Task description: Write out, word for word, the section of the A-Camp recollections that opens with the words containing "Mey: Yvonne really" and closes with "always a plus.".

Gabby: All the beautiful humans that helped facilitate this space, you’re my family forever, and to all the brave campers that came through, thank you from the bottom of my brown heart for sharing your stories, fears, tears, SWV tracks, isolation, endless laughter. Please tell us how we can do better next time.
Kaylah: Singing 90s R&B at the Speakeasy made my day.
Mey: The POC Speakeasy and Yvonne’s Chingona Chats and Crafts: Sacred Queer Heart Shrines workshop were two of my all-time favorite A-Camp activities ever. I wish we had thought of these activities sooner, because they were desperately needed and they were, to put it plainly, flat-out amazing.
Yvonne: I created and led my very own workshop for the first time and I couldn’t believe how awesome everything turned out. It seriously was one of the most magical moments I’ve had at A-Camp. Mey, Elicia and Gabby helped me lead the activity and we made mini shrines out of Altoid tins and talked about our experiences as queer Latin@s. I thought nobody would come to the workshop, but no, several wonderful humans showed up!
Mey: Yvonne really knocked it out of the park coming up with this activity. I mean, how can you not have fun talking to a bunch of your fellow queer Latin@s while making a miniature shrine to Sylvia Rivera? Plus, I got to hang out with the other Latin@s on staff and get to know them better, which is always a plus.

Listed entries:

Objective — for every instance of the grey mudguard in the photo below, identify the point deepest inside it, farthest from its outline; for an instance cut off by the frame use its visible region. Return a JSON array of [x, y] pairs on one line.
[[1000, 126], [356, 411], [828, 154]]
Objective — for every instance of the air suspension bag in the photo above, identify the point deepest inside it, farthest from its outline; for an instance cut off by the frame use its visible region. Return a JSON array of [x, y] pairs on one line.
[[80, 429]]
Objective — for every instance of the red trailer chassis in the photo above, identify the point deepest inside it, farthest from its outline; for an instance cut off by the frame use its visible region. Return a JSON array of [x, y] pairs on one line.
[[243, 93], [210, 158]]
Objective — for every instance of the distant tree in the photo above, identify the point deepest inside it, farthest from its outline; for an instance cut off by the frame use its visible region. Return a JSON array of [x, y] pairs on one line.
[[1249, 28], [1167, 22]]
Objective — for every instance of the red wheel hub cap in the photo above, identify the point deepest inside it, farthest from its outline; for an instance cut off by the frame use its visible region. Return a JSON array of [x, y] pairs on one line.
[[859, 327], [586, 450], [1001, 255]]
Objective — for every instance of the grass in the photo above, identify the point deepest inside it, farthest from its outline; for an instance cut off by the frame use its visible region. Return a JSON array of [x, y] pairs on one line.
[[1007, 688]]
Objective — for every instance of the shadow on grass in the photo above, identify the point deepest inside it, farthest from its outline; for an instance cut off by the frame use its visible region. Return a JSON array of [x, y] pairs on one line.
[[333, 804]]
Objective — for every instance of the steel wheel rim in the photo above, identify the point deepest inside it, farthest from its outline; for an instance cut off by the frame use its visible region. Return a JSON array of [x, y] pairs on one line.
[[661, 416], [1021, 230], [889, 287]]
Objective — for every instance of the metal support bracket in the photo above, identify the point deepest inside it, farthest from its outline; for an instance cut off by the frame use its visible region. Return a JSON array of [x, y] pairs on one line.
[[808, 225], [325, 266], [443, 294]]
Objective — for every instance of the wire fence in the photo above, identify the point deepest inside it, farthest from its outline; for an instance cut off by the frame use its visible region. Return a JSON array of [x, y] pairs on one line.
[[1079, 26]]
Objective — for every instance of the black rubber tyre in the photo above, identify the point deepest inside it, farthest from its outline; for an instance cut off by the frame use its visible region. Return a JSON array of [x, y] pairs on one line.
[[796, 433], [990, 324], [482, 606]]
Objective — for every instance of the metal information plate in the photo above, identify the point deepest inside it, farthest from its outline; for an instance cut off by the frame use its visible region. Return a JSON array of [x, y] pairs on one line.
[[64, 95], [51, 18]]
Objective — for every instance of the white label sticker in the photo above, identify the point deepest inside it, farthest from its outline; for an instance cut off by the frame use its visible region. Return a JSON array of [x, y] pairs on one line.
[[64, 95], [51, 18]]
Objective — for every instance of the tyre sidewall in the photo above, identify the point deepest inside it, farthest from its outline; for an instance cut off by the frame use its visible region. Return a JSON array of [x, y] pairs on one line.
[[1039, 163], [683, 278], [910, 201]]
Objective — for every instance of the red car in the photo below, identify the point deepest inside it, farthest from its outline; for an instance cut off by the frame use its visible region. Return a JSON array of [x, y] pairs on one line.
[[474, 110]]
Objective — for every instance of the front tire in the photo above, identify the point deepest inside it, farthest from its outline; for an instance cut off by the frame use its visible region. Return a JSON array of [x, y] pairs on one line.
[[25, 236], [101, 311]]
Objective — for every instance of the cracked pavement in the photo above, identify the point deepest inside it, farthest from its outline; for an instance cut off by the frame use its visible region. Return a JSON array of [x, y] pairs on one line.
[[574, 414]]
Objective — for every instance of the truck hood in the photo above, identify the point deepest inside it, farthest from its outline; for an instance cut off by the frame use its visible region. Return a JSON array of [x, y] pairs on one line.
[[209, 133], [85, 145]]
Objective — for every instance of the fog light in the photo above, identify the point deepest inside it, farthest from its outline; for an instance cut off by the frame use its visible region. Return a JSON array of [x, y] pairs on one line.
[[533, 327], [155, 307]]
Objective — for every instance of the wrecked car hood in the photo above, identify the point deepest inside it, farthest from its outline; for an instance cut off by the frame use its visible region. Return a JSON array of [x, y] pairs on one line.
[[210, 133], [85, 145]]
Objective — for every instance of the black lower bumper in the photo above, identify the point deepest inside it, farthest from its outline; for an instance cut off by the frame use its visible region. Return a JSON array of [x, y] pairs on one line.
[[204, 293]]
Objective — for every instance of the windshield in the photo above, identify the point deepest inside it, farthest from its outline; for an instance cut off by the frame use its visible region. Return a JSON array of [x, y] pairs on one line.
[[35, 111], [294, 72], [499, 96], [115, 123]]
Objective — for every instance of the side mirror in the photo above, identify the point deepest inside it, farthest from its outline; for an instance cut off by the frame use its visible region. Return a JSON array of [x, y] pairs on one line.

Answer space:
Mey: Yvonne really knocked it out of the park coming up with this activity. I mean, how can you not have fun talking to a bunch of your fellow queer Latin@s while making a miniature shrine to Sylvia Rivera? Plus, I got to hang out with the other Latin@s on staff and get to know them better, which is always a plus.